## WHAT IS REQUIRED
Every record here needs to be written out again exactly.

---------- EXTRACTED RECORDS ----------

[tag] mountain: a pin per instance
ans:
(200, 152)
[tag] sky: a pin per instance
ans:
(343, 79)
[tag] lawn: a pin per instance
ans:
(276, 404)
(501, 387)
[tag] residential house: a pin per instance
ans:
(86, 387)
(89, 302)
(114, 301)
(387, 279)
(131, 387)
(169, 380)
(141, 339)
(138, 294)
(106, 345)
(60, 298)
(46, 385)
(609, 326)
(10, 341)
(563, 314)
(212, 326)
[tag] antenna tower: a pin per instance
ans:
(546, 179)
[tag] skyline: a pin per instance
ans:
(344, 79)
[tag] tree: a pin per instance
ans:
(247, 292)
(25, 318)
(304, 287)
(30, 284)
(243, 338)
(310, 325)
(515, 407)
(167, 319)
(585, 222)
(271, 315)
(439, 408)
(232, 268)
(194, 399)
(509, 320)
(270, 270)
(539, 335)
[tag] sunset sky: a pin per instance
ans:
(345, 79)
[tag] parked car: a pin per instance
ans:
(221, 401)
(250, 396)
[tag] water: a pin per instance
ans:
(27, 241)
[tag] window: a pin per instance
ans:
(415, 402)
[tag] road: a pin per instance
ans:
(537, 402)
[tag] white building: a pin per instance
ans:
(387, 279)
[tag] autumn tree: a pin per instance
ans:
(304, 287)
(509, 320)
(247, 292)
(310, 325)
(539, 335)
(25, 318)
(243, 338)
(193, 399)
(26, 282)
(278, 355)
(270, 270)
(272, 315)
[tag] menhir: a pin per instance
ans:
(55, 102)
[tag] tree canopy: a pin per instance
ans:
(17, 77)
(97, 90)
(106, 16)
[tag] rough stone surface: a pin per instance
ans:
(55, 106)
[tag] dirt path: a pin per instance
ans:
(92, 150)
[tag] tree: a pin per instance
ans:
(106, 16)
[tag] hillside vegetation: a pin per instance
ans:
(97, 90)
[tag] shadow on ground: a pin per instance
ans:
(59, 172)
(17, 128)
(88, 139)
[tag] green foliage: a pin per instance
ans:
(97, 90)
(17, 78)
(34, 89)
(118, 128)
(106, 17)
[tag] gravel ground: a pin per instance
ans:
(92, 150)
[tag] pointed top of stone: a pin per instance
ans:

----------

## FULL RESPONSE
[tag] mountain: a pin per instance
ans:
(200, 152)
[tag] sky: a pin per instance
ans:
(343, 79)
[tag] lawn: a pin per instance
ans:
(276, 404)
(501, 387)
[tag] residential house: a pin per instance
ans:
(86, 387)
(89, 302)
(114, 301)
(387, 279)
(131, 387)
(169, 380)
(141, 339)
(138, 294)
(106, 345)
(60, 298)
(46, 385)
(609, 326)
(10, 341)
(563, 314)
(212, 326)
[tag] antenna tower: a pin per instance
ans:
(546, 179)
[tag] skyline: a pin per instance
ans:
(344, 79)
[tag] tree: a pin per instance
ans:
(247, 292)
(25, 318)
(304, 287)
(30, 284)
(243, 338)
(310, 325)
(515, 407)
(167, 319)
(585, 222)
(271, 315)
(439, 408)
(232, 268)
(194, 399)
(509, 320)
(270, 270)
(539, 335)
[tag] sunset sky: a pin per instance
ans:
(345, 79)
[tag] parked car: a pin per instance
ans:
(221, 401)
(250, 396)
[tag] water: a pin per instance
ans:
(27, 241)
[tag] window: a pin per instance
ans:
(415, 402)
[tag] road: a pin per instance
ans:
(537, 402)
[tag] white building: a pin per instance
ans:
(387, 279)
[tag] autumn tree: a pin per instance
ans:
(304, 287)
(509, 320)
(247, 292)
(310, 325)
(539, 335)
(25, 318)
(243, 338)
(193, 399)
(26, 282)
(278, 355)
(270, 270)
(272, 315)
[tag] menhir: a pin per instance
ans:
(55, 102)
[tag] tree canopy: a pin per instance
ans:
(17, 77)
(97, 90)
(106, 16)
[tag] rough stone surface: a pin per instance
ans:
(55, 106)
[tag] dirt path: a pin per instance
ans:
(92, 150)
[tag] tree: a pin per instance
ans:
(106, 16)
[tag] hillside vegetation: a pin per instance
ans:
(97, 90)
[tag] shadow on ground: a pin per instance
ans:
(59, 172)
(17, 128)
(88, 139)
[tag] green foliage: a pin per instance
ans:
(97, 90)
(17, 78)
(34, 89)
(118, 128)
(106, 17)
[tag] gravel ground: a pin per instance
ans:
(92, 150)
[tag] pointed top of stone: a pin per instance
ans:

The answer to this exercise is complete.